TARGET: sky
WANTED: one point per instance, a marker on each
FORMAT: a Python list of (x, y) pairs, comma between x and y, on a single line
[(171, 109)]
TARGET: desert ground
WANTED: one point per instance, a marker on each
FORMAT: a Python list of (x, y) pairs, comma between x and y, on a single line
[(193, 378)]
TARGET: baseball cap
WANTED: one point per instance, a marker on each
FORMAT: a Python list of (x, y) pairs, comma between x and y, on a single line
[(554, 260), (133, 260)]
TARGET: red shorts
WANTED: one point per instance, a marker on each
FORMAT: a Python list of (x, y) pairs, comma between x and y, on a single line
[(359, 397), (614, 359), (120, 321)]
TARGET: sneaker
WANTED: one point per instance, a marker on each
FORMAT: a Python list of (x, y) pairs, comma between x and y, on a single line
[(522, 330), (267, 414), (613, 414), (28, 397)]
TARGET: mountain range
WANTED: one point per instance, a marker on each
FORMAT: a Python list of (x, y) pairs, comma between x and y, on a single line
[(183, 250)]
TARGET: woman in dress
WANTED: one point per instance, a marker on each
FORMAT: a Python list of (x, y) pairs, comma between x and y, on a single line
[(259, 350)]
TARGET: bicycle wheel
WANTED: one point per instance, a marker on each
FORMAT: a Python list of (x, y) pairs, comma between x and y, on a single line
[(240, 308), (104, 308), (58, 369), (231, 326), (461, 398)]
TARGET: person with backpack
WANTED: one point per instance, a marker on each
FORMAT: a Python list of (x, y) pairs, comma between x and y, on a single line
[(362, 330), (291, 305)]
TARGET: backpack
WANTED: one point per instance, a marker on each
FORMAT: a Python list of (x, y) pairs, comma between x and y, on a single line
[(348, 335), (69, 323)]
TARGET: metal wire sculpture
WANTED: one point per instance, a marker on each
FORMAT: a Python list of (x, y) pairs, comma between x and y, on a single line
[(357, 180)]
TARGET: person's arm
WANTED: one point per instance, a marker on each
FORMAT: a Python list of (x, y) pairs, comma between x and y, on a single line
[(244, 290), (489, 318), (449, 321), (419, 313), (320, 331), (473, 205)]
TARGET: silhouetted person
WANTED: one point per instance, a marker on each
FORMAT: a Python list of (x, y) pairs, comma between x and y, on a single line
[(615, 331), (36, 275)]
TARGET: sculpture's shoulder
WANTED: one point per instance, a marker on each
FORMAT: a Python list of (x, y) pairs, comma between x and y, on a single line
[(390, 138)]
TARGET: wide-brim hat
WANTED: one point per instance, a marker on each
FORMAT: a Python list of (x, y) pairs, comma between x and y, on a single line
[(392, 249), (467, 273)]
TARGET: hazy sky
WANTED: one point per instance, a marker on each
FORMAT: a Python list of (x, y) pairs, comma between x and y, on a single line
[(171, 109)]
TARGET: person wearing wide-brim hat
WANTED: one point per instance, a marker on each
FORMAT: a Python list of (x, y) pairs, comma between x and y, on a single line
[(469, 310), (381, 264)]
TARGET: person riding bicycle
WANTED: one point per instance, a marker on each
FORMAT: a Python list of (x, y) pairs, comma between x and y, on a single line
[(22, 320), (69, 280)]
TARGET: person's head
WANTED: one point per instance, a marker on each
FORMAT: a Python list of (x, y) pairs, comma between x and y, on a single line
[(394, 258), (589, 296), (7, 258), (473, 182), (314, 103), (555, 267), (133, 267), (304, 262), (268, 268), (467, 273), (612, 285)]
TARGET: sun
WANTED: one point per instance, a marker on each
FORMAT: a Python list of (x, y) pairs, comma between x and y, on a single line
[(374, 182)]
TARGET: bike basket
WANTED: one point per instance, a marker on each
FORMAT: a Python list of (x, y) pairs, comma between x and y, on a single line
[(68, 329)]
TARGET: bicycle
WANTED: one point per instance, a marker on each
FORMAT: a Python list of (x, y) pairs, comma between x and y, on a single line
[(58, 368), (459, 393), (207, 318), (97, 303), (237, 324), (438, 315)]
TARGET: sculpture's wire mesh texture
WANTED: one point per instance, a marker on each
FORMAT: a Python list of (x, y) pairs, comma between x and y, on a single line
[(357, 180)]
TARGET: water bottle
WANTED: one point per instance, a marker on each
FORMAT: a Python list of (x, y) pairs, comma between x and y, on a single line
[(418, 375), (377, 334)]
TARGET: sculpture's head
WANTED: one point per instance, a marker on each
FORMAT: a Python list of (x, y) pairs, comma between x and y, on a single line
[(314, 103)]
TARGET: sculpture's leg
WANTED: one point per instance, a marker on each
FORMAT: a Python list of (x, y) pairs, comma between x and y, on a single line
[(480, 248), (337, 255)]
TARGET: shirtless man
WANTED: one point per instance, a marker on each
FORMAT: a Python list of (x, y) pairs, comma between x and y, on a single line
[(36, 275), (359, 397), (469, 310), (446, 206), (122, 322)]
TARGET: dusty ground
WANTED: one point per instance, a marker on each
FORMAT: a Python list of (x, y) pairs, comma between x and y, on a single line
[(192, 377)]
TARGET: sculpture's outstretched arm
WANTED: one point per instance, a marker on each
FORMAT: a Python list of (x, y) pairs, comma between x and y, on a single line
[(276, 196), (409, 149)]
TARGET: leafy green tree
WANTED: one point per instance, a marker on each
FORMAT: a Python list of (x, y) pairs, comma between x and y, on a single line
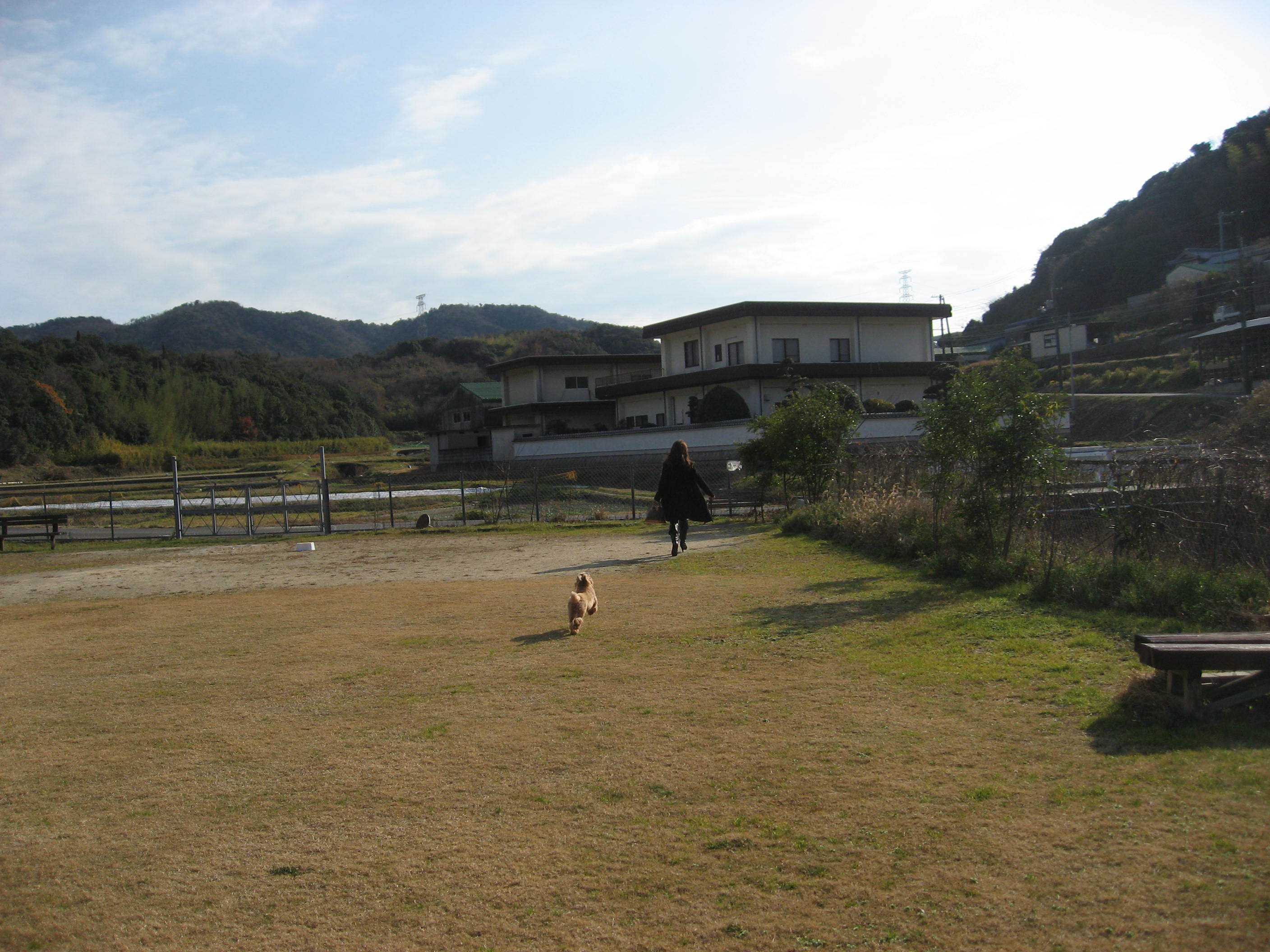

### YOUR INSTRUCTIONS
Using the records above, pull out each line where the word "wide" occurs.

### TASK ANSWER
TARGET: wide-brim hat
TARGET: person wearing wide-brim hat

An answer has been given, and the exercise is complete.